◆ Fragmento seleccionado ◆
★ ★ ★ ★

El perfil es el de un hombre de cierta edad -más de un tercio entre los 41 y los 50 años-; soltero, ya que la enfermedad mental inclina al aislamiento y rompe la capacidad de relacionarse; y con bajo nivel de estudios, a veces porque en su época escolar no estaban diagnosticados y no recibieron atención adecuada. La mayoría ha vivido protegido por su familia y sin ser consciente de su enfermedad hasta que, en un brote, comete un delito grave. En muchos casos, una agresión a un familiar en un momento en que sus delirios les hacen perder la capacidad de razonar. "El mito del enfermo mental que va por la calle y te ataca es eso, un mito", dice el director. "Estas personas, para su desgracia, se van aislando y sus obsesiones son con las personas que tienen cerca". La mayoría de los presos no psiquiátricos, en cambio, lo son por delitos con un móvil económico, como el robo o el tráfico de drogas. Tampoco es cierto que sean agresores sexuales:el porcentaje aquí es del 5%, idéntico al de la población reclusa general.

Al llegar al hospital penitenciario, el enfermo debe ser consciente de lo que le pasa para comprometerse en su tratamiento, no dejar la medicación y aprender a distinguir los síntomas de un brote para evitarlo. "Cuando desaparece la peligrosidad hay que encontrar un recurso fuera para que salga. Ya no tiene sentido que siga aquí", dice Sergio Ruiz.

Sobre la duración de las medidas de seguridad que se les imponen -no son condenas sino años de tratamiento obligatorio-, el director tiene claro que hace falta una reflexión: "Está previsto que el tiempo no sea mayor que la pena que les correspondería si fueran responsables de sus actos -que no lo son, por eso ingresan en el psiquiátrico-. Es decir, si por un homicidio les corresponderían hasta 15 años en la jurisdicción Penal, aquí podrían estar 15 años como máximo. Pero siempre se les aplica el límite máximo", se queja, "les aplican el peso de la ley de forma más contundente que a la población normal".

El director tiene claro que una vez que el paciente logra el control de su enfermedad, la mayoría tiene que estar fuera de esta prisión. Hay enfermos, como Gonzalo (nombre figurado para garantizar su intimidad) que prácticamente no tiene deterioro físico ni mental, pese a su enfermedad. Es un deportista activo y entrena en las instalaciones del centro. Es un hombre despierto y vivaracho que podría encajar en uno de los pisos supervisados de la Junta de Andalucía en los que varios enfermos mentales conviven, con visitas de un monitor una o varias veces al día. Gonzalo podría trabajar con normalidad. Para ello el psiquiátrico forma a los internos en cursos como albañilería y pintura, limpieza de grandes superficies o lavandería, donde los internos que trabajan cobran un sueldo.

★ ★ ★ ★

◆ Datos registrados ◆
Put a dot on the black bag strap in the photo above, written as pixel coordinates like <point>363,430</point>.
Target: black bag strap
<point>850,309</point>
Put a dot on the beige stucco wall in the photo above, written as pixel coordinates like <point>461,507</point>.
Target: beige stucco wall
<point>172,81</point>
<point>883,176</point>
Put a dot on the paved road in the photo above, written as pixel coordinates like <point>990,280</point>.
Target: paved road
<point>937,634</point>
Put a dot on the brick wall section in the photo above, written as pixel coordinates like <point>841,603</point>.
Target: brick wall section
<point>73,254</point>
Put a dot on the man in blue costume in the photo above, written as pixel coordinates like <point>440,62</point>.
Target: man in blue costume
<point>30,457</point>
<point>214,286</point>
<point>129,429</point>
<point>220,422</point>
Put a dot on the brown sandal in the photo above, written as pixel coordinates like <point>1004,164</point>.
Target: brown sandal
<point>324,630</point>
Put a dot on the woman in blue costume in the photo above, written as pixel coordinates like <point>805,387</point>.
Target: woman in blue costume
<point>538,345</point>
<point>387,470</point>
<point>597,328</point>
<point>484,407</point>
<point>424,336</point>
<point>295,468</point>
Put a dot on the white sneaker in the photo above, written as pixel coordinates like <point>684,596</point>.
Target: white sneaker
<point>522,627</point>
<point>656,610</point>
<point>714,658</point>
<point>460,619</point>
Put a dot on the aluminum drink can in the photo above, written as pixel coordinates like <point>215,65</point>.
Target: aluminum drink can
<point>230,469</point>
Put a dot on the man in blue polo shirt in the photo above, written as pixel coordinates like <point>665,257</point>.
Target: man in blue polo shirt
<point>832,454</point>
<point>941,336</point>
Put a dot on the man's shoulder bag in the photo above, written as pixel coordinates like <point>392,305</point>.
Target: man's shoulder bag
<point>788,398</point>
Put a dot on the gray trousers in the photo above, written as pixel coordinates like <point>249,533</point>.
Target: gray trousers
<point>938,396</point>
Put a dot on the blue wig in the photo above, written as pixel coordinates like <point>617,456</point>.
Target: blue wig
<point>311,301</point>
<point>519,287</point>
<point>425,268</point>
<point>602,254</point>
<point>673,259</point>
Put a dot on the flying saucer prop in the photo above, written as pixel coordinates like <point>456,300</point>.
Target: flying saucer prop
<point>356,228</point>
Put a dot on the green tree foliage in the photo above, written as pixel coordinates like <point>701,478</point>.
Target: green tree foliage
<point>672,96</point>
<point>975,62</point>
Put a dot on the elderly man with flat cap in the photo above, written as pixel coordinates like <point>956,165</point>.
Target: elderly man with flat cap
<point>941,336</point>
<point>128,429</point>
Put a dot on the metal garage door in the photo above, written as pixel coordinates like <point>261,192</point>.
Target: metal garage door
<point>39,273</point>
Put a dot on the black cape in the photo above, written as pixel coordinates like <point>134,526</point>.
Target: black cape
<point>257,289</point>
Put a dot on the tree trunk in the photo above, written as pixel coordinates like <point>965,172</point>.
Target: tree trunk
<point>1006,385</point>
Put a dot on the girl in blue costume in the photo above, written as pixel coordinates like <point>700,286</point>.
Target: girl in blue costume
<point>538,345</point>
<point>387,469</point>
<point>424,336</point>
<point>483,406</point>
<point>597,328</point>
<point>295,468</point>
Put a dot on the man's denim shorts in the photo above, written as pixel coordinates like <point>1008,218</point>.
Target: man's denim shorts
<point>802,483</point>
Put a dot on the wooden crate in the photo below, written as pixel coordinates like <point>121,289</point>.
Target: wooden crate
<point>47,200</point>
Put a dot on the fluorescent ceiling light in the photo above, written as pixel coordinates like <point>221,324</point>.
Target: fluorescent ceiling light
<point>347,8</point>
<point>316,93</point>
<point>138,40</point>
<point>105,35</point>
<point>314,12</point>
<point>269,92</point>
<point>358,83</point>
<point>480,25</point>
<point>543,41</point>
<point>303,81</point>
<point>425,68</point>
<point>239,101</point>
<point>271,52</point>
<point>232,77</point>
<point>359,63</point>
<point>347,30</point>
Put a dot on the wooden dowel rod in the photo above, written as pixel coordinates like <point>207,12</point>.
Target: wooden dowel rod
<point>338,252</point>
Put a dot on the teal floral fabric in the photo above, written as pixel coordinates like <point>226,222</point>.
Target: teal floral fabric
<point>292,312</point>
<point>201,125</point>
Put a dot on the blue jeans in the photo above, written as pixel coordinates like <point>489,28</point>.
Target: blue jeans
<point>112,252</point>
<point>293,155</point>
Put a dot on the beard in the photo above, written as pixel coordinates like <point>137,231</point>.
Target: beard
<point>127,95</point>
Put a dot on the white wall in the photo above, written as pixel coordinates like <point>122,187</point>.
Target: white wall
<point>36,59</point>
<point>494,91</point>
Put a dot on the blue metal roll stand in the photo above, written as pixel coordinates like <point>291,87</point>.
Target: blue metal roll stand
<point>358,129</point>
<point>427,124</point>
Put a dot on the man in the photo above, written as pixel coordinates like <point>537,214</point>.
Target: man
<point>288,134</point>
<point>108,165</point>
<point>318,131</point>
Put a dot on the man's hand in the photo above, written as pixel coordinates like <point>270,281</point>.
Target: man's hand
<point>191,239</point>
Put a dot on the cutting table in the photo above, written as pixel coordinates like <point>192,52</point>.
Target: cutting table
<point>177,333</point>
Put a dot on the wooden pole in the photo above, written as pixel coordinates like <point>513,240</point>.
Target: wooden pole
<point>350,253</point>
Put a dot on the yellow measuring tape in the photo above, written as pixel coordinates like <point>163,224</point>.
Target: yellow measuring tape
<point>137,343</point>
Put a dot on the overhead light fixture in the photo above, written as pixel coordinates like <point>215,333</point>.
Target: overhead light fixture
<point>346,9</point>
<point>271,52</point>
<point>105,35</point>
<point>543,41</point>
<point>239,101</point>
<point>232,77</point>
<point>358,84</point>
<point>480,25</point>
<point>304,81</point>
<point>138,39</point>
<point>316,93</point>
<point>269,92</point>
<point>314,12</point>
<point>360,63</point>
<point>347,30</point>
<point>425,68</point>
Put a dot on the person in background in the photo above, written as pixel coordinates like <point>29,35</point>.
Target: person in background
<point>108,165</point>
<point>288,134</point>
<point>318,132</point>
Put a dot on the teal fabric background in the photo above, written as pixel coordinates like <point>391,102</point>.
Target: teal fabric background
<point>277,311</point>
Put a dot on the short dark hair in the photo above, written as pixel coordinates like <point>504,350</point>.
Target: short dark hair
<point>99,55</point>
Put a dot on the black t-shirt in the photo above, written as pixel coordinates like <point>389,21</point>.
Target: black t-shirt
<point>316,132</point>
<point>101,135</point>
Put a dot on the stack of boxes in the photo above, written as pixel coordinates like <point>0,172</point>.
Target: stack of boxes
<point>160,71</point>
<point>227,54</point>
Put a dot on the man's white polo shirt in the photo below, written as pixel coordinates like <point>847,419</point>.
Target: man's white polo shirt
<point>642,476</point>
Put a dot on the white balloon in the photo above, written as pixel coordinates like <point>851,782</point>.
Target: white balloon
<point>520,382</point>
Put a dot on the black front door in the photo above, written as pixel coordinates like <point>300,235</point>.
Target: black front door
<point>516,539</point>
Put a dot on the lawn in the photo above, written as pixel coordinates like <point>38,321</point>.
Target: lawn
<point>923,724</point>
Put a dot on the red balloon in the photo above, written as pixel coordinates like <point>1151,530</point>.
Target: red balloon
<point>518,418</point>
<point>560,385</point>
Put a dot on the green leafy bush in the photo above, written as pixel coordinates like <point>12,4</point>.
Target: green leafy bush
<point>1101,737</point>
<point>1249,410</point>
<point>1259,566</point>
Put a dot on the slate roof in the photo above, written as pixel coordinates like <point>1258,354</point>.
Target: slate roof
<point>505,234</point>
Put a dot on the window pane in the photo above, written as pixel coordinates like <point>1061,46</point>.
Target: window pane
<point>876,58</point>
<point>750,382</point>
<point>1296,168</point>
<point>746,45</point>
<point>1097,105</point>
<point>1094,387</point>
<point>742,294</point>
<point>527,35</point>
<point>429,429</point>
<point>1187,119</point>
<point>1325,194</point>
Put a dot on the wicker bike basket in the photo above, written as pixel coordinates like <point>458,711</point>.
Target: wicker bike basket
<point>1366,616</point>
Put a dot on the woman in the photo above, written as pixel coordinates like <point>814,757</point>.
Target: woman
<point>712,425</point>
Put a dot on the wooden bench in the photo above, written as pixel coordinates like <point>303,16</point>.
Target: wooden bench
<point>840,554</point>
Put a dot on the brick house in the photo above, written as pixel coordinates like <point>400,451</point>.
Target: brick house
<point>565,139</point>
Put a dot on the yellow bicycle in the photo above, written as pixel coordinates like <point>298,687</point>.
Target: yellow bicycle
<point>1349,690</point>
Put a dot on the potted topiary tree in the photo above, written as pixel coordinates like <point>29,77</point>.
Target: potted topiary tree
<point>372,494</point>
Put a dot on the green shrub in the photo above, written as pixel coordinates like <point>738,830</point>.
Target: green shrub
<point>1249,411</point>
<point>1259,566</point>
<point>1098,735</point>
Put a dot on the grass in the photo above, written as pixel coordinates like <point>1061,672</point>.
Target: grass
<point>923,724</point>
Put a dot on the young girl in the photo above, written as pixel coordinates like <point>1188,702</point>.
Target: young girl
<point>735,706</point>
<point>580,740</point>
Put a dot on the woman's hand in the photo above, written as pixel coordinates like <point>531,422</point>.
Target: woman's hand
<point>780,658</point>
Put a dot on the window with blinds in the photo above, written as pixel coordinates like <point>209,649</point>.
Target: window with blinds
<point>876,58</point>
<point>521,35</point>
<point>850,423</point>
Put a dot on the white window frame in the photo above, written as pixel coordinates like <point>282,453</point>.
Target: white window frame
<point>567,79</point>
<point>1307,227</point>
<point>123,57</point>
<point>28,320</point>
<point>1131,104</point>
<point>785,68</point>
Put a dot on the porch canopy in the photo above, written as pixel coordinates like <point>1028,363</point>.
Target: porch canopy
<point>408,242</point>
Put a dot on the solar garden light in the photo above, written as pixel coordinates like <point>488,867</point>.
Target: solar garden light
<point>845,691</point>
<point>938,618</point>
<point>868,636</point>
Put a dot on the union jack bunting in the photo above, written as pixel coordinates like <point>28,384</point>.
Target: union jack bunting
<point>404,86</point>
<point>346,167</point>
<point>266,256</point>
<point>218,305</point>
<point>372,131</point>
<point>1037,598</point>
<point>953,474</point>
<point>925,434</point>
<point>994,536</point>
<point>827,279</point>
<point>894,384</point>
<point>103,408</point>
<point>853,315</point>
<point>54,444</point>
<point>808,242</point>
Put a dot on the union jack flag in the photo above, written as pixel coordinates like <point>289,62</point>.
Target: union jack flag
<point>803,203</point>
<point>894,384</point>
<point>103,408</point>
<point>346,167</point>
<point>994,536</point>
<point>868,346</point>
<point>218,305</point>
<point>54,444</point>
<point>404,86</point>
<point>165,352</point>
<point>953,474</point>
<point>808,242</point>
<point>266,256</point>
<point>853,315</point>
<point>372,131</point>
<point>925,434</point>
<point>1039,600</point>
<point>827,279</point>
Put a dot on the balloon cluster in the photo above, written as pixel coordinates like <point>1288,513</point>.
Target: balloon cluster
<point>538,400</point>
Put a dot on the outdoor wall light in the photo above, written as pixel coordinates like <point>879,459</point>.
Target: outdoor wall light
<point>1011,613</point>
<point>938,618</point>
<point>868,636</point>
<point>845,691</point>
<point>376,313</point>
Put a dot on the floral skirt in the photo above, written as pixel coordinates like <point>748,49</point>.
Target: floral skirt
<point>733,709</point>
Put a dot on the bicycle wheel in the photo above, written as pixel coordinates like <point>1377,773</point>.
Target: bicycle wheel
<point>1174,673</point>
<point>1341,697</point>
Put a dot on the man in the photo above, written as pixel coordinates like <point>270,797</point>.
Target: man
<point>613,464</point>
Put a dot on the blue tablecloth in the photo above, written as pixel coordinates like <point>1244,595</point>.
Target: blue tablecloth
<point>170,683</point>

★ ★ ★ ★

◆ Actividades ◆
A – Reproduce de forma literal el fragmento seleccionado, comenzando por "El director tiene claro que una" y continuando hasta "cobran un sueldo." inclusive.
B – Según el fragmento seleccionado, ¿qué porcentaje de los internos del psiquiátrico son agresores sexuales?

◆ Respuestas por tarea ◆
A –
El director tiene claro que una vez que el paciente logra el control de su enfermedad, la mayoría tiene que estar fuera de esta prisión. Hay enfermos, como Gonzalo (nombre figurado para garantizar su intimidad) que prácticamente no tiene deterioro físico ni mental, pese a su enfermedad. Es un deportista activo y entrena en las instalaciones del centro. Es un hombre despierto y vivaracho que podría encajar en uno de los pisos supervisados de la Junta de Andalucía en los que varios enfermos mentales conviven, con visitas de un monitor una o varias veces al día. Gonzalo podría trabajar con normalidad. Para ello el psiquiátrico forma a los internos en cursos como albañilería y pintura, limpieza de grandes superficies o lavandería, donde los internos que trabajan cobran un sueldo.

B – El 5%, idéntico al de la población reclusa general.